What the task asks
Pick every line from the data below that contains the string "instance" and copy it.

━━━━━━━━━━

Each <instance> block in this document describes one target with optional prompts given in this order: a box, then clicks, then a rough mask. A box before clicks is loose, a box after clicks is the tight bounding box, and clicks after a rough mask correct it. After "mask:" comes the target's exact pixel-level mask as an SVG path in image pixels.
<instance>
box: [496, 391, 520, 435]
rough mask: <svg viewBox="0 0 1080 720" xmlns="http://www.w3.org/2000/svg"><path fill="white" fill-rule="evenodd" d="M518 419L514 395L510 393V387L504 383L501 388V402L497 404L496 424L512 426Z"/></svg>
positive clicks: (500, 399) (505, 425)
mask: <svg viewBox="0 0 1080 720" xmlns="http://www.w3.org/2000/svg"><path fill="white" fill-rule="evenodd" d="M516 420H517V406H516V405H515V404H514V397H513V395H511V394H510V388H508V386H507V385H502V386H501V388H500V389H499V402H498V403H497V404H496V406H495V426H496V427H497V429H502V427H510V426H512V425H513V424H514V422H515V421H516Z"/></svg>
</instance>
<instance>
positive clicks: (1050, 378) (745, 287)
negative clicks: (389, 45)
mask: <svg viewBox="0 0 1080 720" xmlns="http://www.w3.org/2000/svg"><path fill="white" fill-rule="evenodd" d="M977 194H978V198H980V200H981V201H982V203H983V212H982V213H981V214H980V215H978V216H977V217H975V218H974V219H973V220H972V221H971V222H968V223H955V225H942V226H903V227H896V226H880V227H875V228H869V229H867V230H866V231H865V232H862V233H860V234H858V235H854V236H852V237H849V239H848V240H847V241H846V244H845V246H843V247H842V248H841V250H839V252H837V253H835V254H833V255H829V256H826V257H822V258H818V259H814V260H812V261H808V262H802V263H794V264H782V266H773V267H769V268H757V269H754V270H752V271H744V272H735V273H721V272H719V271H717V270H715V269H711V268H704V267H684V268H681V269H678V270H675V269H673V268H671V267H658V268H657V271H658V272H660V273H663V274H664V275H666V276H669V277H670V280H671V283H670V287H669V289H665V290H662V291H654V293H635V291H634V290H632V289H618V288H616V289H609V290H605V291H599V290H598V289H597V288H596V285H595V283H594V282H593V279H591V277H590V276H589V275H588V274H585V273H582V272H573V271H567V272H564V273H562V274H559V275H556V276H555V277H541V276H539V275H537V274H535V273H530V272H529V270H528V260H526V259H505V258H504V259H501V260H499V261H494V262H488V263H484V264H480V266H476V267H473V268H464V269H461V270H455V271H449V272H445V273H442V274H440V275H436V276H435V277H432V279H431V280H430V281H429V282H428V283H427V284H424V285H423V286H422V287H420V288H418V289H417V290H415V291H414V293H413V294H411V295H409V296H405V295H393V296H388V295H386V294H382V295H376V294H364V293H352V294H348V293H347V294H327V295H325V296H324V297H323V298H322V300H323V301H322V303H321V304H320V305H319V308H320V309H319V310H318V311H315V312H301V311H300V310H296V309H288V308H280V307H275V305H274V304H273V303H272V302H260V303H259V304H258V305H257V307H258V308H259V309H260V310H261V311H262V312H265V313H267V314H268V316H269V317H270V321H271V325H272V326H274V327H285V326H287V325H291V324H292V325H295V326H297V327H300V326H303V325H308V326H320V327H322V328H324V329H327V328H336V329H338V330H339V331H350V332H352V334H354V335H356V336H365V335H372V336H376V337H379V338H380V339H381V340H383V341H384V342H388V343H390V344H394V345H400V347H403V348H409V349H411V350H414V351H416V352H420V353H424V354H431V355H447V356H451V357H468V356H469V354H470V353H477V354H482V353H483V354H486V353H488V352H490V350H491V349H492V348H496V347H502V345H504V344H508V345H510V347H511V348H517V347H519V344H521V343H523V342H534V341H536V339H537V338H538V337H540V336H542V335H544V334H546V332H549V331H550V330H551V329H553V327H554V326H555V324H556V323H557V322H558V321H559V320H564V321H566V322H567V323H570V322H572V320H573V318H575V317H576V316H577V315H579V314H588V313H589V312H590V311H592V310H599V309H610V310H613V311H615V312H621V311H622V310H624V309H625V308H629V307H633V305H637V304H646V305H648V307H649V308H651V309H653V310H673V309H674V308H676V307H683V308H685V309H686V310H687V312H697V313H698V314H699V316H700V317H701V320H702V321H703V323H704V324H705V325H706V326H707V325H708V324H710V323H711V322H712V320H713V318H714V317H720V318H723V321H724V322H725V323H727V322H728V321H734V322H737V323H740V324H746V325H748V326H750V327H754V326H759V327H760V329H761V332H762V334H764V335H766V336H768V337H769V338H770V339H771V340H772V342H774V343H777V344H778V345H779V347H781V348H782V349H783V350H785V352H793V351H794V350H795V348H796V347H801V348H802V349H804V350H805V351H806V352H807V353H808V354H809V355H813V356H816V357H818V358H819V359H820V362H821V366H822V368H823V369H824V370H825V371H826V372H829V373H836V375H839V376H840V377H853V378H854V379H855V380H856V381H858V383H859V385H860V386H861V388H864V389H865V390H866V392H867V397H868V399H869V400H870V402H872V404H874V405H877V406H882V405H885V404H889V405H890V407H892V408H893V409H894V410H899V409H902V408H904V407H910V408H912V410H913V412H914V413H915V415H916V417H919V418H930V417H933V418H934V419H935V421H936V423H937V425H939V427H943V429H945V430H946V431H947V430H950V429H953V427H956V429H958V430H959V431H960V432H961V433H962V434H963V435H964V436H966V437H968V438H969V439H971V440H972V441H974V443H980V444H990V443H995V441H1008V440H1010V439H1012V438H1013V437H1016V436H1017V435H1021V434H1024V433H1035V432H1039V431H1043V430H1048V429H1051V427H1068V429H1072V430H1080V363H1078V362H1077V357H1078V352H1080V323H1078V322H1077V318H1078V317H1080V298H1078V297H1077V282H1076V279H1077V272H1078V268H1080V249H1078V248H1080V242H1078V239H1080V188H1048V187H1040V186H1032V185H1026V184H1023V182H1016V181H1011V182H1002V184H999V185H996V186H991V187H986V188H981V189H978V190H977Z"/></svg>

━━━━━━━━━━

Response to the exercise
Each <instance> block in this document describes one target with optional prompts given in this order: a box, then clicks, then a rough mask. A box before clicks is loose, a box after clicks is the tight bounding box, and clicks after a rough mask correct it. After "mask:" comes the target's exact pixel-level mask as an SVG path in image pixels.
<instance>
</instance>
<instance>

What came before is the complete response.